* _What the exercise asks_
Pick out every line in the data below that contains the word "dahlia", and copy each of those lines in full.

======== Information provided

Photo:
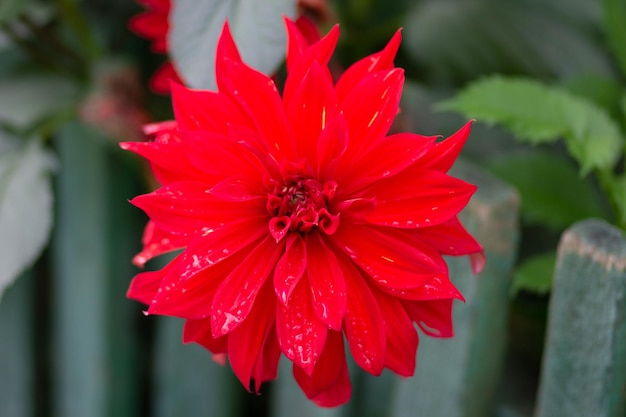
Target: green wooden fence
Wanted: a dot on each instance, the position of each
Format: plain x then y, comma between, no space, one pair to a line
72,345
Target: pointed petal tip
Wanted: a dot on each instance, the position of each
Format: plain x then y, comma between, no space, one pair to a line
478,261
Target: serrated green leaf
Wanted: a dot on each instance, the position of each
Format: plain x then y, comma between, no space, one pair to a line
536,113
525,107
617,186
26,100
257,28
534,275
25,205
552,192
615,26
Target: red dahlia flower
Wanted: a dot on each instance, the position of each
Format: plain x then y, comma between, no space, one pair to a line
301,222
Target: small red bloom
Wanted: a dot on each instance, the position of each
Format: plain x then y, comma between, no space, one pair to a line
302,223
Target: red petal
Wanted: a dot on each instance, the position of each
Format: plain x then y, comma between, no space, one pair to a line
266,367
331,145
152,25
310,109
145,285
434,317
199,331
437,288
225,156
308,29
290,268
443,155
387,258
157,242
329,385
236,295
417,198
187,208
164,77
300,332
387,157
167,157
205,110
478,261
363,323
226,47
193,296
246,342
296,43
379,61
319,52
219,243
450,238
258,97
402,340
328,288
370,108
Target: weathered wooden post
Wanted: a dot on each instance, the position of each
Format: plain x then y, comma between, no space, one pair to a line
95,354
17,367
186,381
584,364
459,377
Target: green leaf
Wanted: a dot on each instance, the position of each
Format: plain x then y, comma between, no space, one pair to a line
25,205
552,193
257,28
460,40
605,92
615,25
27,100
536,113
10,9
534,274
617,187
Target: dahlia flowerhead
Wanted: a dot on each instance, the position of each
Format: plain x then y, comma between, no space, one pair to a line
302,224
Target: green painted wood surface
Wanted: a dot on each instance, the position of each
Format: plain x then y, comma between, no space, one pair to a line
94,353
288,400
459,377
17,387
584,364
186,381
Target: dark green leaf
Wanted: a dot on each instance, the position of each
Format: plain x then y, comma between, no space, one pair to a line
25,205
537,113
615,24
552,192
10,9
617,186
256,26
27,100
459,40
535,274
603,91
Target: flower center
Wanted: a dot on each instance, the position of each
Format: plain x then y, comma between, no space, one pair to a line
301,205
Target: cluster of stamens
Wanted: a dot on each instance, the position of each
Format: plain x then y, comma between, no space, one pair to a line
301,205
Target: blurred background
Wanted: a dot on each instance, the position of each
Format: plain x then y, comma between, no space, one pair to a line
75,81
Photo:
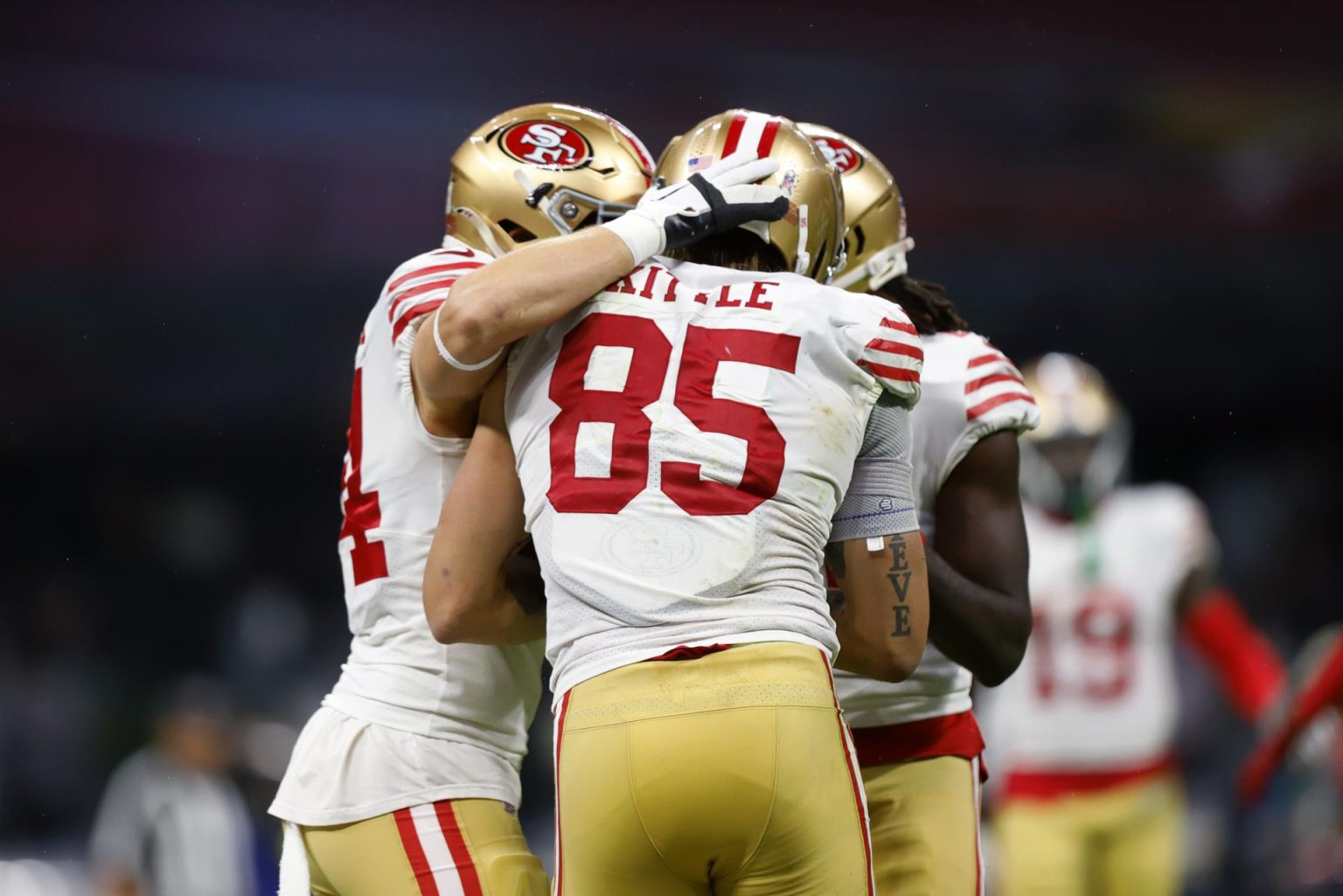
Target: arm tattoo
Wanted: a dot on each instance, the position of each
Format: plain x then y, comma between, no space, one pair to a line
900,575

================
======== Information provided

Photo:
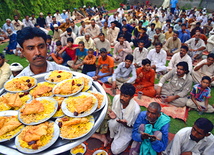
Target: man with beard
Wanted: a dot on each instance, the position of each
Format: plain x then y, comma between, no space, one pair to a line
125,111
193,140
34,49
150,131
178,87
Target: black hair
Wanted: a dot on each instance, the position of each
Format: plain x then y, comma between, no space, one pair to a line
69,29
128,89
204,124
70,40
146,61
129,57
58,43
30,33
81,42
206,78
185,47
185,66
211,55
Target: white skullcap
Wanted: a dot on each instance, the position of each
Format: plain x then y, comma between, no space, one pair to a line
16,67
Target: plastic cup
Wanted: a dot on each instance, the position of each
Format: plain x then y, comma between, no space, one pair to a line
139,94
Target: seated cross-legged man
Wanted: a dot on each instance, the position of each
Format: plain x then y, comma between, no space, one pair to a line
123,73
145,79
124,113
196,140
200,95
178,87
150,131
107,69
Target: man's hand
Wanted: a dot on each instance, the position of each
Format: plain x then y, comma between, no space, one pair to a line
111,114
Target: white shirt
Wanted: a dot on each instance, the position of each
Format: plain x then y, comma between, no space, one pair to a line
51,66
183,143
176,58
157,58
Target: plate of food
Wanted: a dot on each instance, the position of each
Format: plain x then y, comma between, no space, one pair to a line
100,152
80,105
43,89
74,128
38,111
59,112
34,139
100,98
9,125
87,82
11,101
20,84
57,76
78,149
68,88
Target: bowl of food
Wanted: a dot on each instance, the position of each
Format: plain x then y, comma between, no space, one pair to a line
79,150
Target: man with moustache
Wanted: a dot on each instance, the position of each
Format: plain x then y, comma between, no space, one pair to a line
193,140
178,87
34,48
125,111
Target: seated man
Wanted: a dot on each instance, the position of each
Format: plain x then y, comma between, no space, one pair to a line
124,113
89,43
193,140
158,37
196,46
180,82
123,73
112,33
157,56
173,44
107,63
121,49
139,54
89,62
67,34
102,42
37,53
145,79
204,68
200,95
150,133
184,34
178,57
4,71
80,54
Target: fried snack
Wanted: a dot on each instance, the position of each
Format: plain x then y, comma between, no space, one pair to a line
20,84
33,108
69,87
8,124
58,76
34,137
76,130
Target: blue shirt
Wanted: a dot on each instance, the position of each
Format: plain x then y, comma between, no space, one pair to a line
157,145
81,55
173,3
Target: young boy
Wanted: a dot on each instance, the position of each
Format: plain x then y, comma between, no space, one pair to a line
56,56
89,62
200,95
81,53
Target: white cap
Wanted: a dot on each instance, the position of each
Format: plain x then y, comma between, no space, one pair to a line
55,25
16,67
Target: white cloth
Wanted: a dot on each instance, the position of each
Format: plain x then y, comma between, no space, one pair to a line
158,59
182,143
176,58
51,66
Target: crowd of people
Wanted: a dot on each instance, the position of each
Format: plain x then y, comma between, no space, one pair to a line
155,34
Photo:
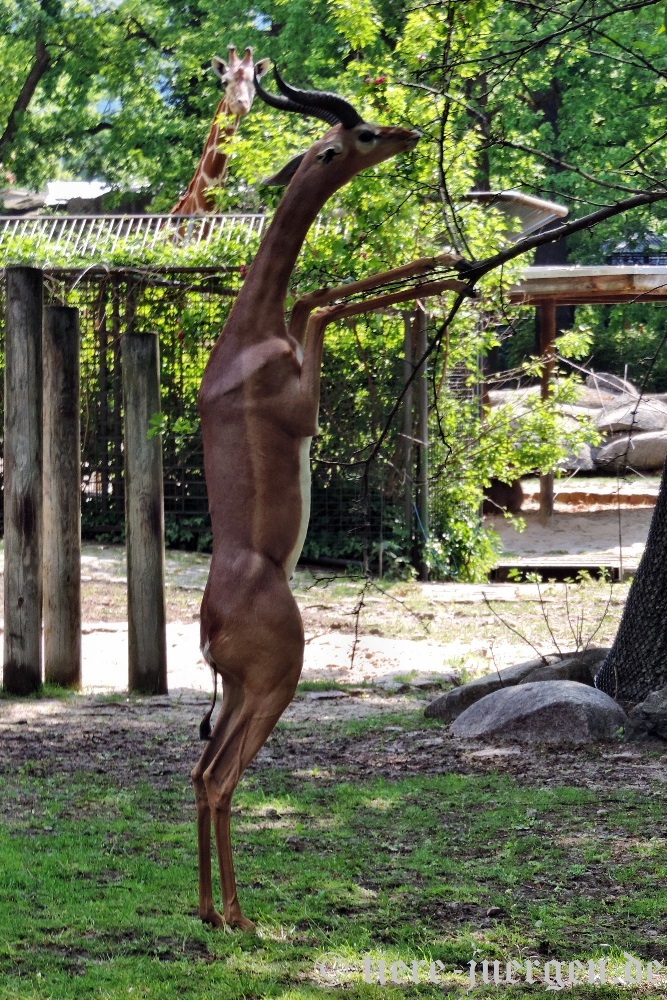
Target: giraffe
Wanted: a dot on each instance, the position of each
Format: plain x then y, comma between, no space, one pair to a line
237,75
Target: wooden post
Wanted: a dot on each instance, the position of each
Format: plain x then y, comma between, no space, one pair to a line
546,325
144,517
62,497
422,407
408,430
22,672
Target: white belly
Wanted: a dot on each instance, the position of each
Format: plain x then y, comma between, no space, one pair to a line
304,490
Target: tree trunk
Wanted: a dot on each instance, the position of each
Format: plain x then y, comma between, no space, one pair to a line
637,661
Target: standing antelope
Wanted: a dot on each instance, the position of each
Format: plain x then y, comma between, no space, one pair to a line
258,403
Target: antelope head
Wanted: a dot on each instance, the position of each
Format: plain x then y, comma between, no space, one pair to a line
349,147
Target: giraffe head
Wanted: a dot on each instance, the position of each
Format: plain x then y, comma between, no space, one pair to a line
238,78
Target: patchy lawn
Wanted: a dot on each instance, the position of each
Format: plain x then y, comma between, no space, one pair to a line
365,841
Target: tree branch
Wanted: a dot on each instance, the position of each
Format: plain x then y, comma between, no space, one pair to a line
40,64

================

* _Solution_
Target: red dahlia flower
Target: dahlia flowerhead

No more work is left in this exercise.